3/31/2010 5:47 PM EDT

'Thinking outside the chip'
Also at ISPD, which was held March 14 to 17 in San Francisco, Mentor Graphics Corp. proposed that hardware/software co-design be used for chips, their packages and their printed circuit (pc) boards. A Mentor executive offered an example in which a 26 percent cost savings was realized by performing such a co-optimization of all three systems simultaneously.

"Thinking outside of the chip," was the key, according to John Park, business development manager for Mentor's System Design division. By optimizing the interconnect complexity among all three levels of a design--chip, package and pc board—Park claimed that pin counts, packaging costs and high speed I/O can be optimized. According to Park, the chip-to-package-to-pc board design flow needs to be performed in parallel because restraints on pc boards often place requirements on package design, while package requirements can in turn constrain chip design, both of which are ignored by current designs flows.

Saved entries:
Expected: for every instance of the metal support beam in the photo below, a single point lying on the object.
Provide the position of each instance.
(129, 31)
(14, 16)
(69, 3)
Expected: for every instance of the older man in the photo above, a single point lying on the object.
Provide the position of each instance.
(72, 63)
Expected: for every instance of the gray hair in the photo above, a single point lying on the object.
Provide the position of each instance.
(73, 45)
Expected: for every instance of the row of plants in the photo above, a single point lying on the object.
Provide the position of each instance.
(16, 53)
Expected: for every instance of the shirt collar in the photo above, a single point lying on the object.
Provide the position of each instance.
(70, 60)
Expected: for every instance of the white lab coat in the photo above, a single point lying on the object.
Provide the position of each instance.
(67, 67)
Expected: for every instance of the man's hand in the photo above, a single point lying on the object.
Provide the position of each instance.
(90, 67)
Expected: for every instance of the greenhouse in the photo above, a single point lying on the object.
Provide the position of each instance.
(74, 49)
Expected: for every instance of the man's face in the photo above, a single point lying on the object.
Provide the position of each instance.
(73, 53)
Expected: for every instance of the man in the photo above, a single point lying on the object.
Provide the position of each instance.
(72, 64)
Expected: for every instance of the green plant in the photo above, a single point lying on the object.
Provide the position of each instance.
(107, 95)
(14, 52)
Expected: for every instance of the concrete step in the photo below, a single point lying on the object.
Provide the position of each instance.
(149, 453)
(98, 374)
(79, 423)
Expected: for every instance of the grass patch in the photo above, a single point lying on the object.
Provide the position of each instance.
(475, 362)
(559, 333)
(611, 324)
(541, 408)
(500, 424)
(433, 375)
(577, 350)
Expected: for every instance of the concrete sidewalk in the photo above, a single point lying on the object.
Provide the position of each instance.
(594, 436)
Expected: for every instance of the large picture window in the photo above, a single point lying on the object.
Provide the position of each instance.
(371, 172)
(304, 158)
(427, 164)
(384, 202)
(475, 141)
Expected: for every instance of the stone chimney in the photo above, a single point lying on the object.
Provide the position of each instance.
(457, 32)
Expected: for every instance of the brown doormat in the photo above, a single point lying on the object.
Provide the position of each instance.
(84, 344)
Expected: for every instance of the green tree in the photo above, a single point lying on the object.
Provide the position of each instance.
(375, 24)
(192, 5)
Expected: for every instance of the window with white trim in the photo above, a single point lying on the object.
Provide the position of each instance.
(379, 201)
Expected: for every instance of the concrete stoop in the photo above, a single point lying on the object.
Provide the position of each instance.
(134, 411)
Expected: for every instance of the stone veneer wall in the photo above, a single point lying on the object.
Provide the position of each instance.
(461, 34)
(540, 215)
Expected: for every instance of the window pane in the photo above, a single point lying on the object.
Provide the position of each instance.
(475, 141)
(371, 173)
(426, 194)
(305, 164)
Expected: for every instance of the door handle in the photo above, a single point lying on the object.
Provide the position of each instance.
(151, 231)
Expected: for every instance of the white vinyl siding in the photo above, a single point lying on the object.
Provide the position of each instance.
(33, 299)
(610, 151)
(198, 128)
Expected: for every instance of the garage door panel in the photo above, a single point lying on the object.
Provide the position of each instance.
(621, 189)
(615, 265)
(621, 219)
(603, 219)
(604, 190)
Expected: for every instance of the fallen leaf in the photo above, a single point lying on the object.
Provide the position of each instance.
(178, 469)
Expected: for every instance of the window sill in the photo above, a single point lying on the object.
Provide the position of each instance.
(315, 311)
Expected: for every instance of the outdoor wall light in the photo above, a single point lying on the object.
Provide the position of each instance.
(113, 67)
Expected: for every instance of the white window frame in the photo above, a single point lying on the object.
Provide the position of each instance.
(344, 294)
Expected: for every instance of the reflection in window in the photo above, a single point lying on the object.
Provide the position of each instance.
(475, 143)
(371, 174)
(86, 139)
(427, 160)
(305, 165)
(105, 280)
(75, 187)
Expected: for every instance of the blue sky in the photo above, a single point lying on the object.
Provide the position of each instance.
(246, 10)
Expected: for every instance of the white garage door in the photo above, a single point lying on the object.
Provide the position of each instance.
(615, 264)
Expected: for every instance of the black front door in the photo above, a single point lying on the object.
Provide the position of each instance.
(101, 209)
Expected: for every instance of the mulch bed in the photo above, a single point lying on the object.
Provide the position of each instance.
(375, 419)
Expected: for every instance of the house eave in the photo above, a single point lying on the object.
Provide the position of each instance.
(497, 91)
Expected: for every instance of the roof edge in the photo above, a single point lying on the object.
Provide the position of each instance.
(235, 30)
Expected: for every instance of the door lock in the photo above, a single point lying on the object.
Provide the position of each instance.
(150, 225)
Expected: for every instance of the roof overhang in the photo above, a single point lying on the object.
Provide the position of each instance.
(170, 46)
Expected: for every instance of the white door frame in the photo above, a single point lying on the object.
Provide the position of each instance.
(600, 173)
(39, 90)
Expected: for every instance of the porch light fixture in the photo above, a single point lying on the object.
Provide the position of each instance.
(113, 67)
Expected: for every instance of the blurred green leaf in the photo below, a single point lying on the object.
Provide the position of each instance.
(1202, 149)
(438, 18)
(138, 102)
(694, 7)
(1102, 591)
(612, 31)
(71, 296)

* _WORK REQUIRED_:
Please repeat the passage about chip, package and board co-design word for word, from "3/31/2010 5:47 PM" to "three systems simultaneously.".

* _SOLUTION_:
3/31/2010 5:47 PM EDT

'Thinking outside the chip'
Also at ISPD, which was held March 14 to 17 in San Francisco, Mentor Graphics Corp. proposed that hardware/software co-design be used for chips, their packages and their printed circuit (pc) boards. A Mentor executive offered an example in which a 26 percent cost savings was realized by performing such a co-optimization of all three systems simultaneously.